Teks Tersedia:
• • • • • • •
Mohon tunggu...
Bawono Kumoro
Bawono Kumoro Mohon Tunggu... -

Peneliti di The Habibie Center

Selanjutnya

Tutup

Sosbud Pilihan

Indonesia, Sahabat atau Musuh bagi Australia?

24 Februari 2014   08:52 Diperbarui: 24 Juni 2015   01:32 255
+
Laporkan Konten
Laporkan Akun
Kompasiana adalah platform blog. Konten ini menjadi tanggung jawab bloger dan tidak mewakili pandangan redaksi Kompas.
Lihat foto
Bagikan ide kreativitasmu dalam bentuk konten di Kompasiana | Sumber gambar: Freepik

Bawono Kumoro, Peneliti The Habibie Center

November lalu, relasi Indonesia-Australia berada dalam situasi tegang dan memanas. Hal itu dipicu kabar penyadapan Australia terhadap Presiden Susilo Bambang Yudhoyono (SBY). Mantan agen intelijen Amerika Serikat, Edward Snowden, mengungkapkan intelijen Australia menggunakan segala cara mengumpulkan data dari Indonesia, termasuk dengan cara menyadap telepon Presiden SBY.

Dokumen milik Snowden tersebut menunjukkan Australia melacak kegiatan Presiden SBY melalui telepon genggam selama 15 hari di Agustus 2009. Saat itu Kevin Rudd dari Partai Buruh masih menjadi Perdana Menteri Australia.
• • • • • • •
Cuplikan Dataset:
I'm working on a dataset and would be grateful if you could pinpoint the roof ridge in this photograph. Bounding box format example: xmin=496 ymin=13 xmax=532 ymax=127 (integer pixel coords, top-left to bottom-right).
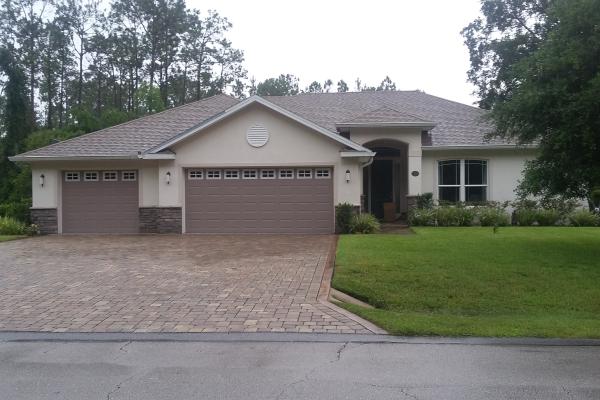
• • • • • • •
Daftar Tugas:
**a.** Menurut artikel tentang hubungan Indonesia-Australia, berapa lama Australia melacak kegiatan Presiden SBY melalui telepon genggam?
**b.** Lanjutkan artikel tentang hubungan Indonesia-Australia mulai dari setelah kalimat terakhirnya.
Daftar data tidak dipakai dalam pengerjaan ini.

Hasil Tugas:
**a.** Selama 15 hari di Agustus 2009.

**b.**
Daftar target penyadapan juga mencakup Wakil Presiden Boediono, Ibu Negara Kristiani Herawati Yudhoyono, mantan Wakil Presiden Jusuf Kalla, juru bicara presiden untuk urusan luar negeri, menteri pertahanan, menteri komunikasi dan informatika, dan sejumlah menteri lain.

Kini beberapa bulan berselang hal serupa kembali terulang. Pemberitaaan terbaru The New York Times mengatakan Australia pernah melakukan sadapan terhadap sebuah firma hukum Amerika Serikat bernama Mayer brown pada Februari 2013. Ketika itu firma hukum tersebut sedang menjadi wakil Indonesia dalam sengketa dagang dengan Amerika Serikat di World Trade Organization (WTO).

Kabar itu sontak kembali membuat panas telinga para pejabat di Kementerian Luar Negeri. Bahkan, Menteri Luar Negeri Marty Natalegawa mengatakan Australia harus mengambil keputusan untuk mempredikatkan Indonesia sebagai apa, sahabat atau musuh?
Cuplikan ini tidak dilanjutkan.